··· QUOTED TEXT ···

# Aachen - suitable for visible minorities?



## vanessaf

Greetings, 

My partner was recently contacted by a recruiter for a possible opportunity in Aachen. I'd like to have more information before we waste anybody's time. I am an American of South American origin, typical Mediterranean/mestizo looks. I always felt more or less comfortable in the USA and Canada but have had bad experiences here in the south of France, where I am currently located. I have no interest in moving to another region with a similarly (bad) attitude towards immigrants. 

Any information about what life in Aachen is like for visible minorities would be much appreciated. Many thanks.


----------



## ALKB

vanessaf said:


> Greetings,
> 
> My partner was recently contacted by a recruiter for a possible opportunity in Aachen. I'd like to have more information before we waste anybody's time. I am an American of South American origin, typical Mediterranean/mestizo looks. I always felt more or less comfortable in the USA and Canada but have had bad experiences here in the south of France, where I am currently located. I have no interest in moving to another region with a similarly (bad) attitude towards immigrants.
> 
> Any information about what life in Aachen is like for visible minorities would be much appreciated. Many thanks.


Hello there! 

Since nobody from Aachen seems to be on here, I´ll try to give you a long-distance estimate as a wife of somebody who part of a visible minority.

In general, I would say, the bigger the city, the better. It pains me to say but I´d also stick to West-German places (with exceptions and that does not mean that everybody born and raised in the former western part is tolerant and pleasant towards minorities nor that all East Germans are xenophobic. I just know that there are places where I will not go with my husband, because we feel uncomfortable). As Aachen is as far west as you can go within Germany, no worries there, lol.

···

### [INSTRUCTIONS FOR THE TASK]
Rewrite the stretch of the Aachen forum thread from "In general, I" through "worries there, lol.", changing "city" to "town".

··· DATA LINES ···

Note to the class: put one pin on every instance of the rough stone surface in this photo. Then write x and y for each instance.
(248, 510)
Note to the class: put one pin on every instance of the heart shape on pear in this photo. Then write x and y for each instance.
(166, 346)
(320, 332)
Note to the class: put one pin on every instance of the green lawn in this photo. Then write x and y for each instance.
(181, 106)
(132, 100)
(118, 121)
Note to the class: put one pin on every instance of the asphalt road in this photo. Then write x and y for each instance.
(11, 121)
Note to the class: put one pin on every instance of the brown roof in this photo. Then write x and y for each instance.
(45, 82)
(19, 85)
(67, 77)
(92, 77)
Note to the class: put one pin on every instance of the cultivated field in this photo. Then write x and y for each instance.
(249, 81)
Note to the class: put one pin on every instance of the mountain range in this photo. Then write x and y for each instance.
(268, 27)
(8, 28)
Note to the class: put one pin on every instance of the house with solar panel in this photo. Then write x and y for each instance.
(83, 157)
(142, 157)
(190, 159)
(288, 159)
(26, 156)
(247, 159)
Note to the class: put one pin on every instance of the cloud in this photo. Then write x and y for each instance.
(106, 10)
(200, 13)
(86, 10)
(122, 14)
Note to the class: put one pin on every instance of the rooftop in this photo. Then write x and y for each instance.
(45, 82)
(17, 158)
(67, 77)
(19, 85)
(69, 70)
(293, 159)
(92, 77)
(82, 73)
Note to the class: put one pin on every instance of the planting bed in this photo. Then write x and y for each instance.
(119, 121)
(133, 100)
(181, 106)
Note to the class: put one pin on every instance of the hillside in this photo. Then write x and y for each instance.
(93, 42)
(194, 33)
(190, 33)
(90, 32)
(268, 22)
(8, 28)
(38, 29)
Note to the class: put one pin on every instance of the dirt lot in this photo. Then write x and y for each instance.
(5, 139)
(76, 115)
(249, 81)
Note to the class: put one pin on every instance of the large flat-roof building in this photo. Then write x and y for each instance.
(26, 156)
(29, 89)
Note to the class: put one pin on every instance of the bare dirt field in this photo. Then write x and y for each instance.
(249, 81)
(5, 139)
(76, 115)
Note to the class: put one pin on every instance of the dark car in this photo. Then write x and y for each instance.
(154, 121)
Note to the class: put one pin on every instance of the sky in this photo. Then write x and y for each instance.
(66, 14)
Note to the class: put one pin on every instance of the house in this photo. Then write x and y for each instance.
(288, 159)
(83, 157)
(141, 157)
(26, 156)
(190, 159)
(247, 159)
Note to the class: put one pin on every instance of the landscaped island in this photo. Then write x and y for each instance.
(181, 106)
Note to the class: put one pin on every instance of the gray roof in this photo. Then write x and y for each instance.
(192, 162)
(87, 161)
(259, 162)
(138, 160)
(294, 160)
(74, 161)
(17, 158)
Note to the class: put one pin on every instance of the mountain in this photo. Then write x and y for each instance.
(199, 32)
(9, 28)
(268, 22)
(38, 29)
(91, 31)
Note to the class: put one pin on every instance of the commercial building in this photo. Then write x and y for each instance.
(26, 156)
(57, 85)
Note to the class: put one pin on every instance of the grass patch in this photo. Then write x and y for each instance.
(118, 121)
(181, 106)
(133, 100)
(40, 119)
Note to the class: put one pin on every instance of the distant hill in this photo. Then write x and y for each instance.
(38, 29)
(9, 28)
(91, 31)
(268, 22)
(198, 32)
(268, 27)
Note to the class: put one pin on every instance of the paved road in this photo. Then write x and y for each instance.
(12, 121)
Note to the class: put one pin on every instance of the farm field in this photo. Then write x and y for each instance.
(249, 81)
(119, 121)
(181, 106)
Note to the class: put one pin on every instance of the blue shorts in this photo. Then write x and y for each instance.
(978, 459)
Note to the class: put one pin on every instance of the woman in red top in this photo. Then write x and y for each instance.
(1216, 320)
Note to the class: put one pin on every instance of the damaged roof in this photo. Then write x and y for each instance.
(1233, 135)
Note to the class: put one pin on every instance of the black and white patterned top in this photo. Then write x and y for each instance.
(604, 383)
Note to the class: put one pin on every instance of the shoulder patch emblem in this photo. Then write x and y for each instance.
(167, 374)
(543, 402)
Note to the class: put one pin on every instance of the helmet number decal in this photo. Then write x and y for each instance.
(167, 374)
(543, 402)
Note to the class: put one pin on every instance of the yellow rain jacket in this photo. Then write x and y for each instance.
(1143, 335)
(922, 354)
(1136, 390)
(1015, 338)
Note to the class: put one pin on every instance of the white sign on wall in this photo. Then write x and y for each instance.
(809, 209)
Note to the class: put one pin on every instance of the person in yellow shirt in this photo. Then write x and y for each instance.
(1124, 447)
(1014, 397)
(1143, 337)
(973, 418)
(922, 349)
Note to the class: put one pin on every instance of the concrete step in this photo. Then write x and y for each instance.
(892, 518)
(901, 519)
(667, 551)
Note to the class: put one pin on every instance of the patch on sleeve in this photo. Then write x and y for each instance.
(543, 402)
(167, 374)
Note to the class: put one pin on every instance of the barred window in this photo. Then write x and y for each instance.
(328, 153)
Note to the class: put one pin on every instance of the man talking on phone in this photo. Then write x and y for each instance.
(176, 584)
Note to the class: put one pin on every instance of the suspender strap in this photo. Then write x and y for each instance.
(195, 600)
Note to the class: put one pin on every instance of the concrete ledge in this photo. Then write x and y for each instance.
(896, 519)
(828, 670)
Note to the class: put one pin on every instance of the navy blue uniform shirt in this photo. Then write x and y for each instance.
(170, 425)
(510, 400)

···

### [RESULT OF THE TASK]
In general, I would say, the bigger the town, the better. It pains me to say but I´d also stick to West-German places (with exceptions and that does not mean that everybody born and raised in the former western part is tolerant and pleasant towards minorities nor that all East Germans are xenophobic. I just know that there are places where I will not go with my husband, because we feel uncomfortable). As Aachen is as far west as you can go within Germany, no worries there, lol.